Document section:
** start **

In other words, all these motivations demonstrate the levels of an organisation’s commitment with stakeholders spheres beyond its limits, being often translated into external direct impacts such as: stakeholder value-creation, responsible and differentiated markets, customer trust, employees satisfaction, sustainable supply chain, communities wellbeing and environmental preservation (Porter and Kramer, 2006; Marrewijk, 2003; Berns et al. 2009). Consequently, since late of the last Century, strategic sustainability has been part of corporate agenda, no more as an only differential element for market advantages, but mainly as an essential factor for business survival in a long-term view. (Galpin and Whittington, 2012; Blowfield, 2013).

** end **

Instructions to follow: Set down everything in the passage on corporate sustainability from "In other words, all" down to "2012; Blowfield, 2013).", word for word.

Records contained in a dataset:
** start **

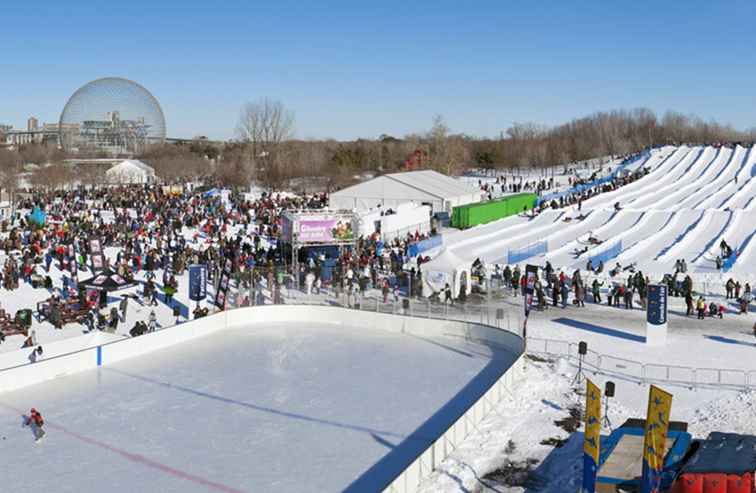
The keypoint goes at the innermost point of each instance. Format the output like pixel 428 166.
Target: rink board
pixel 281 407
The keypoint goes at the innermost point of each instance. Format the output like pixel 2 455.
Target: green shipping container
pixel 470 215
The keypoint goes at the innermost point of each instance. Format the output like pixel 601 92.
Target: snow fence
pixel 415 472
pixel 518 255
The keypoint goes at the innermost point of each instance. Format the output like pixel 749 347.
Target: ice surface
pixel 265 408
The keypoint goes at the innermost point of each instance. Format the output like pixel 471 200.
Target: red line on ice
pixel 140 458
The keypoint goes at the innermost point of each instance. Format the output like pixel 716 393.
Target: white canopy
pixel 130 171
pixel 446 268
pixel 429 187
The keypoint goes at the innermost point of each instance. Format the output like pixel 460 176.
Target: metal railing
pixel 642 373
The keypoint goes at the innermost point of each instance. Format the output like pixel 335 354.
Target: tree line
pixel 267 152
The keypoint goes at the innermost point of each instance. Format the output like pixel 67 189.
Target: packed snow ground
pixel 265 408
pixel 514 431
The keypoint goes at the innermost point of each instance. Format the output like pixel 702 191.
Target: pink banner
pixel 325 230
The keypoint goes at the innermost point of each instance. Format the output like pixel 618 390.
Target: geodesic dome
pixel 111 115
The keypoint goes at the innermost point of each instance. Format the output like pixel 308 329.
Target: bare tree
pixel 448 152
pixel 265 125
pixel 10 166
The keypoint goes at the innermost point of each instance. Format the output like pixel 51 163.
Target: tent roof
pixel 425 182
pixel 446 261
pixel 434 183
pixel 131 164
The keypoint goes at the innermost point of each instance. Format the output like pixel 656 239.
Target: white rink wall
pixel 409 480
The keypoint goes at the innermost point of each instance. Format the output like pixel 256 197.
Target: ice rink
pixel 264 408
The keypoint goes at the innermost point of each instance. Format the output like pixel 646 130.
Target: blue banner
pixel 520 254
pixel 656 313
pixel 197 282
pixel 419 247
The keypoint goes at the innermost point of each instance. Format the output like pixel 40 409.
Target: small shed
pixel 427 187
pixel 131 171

** end **

Answer to this exercise:
In other words, all these motivations demonstrate the levels of an organisation’s commitment with stakeholders spheres beyond its limits, being often translated into external direct impacts such as: stakeholder value-creation, responsible and differentiated markets, customer trust, employees satisfaction, sustainable supply chain, communities wellbeing and environmental preservation (Porter and Kramer, 2006; Marrewijk, 2003; Berns et al. 2009). Consequently, since late of the last Century, strategic sustainability has been part of corporate agenda, no more as an only differential element for market advantages, but mainly as an essential factor for business survival in a long-term view. (Galpin and Whittington, 2012; Blowfield, 2013).